[RECORDS FOR THE TASK]
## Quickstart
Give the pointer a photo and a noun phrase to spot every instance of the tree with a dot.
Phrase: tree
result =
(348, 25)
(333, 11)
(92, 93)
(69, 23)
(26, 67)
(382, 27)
[/RECORDS FOR THE TASK]
[ABOUT THIS TASK] Transcribe all of the records exactly.

[SOLUTION BELOW]
## Quickstart
Give the pointer a photo and a noun phrase to spot every instance of the tree with a dot.
Phrase: tree
result =
(348, 25)
(333, 11)
(92, 93)
(69, 23)
(26, 67)
(382, 27)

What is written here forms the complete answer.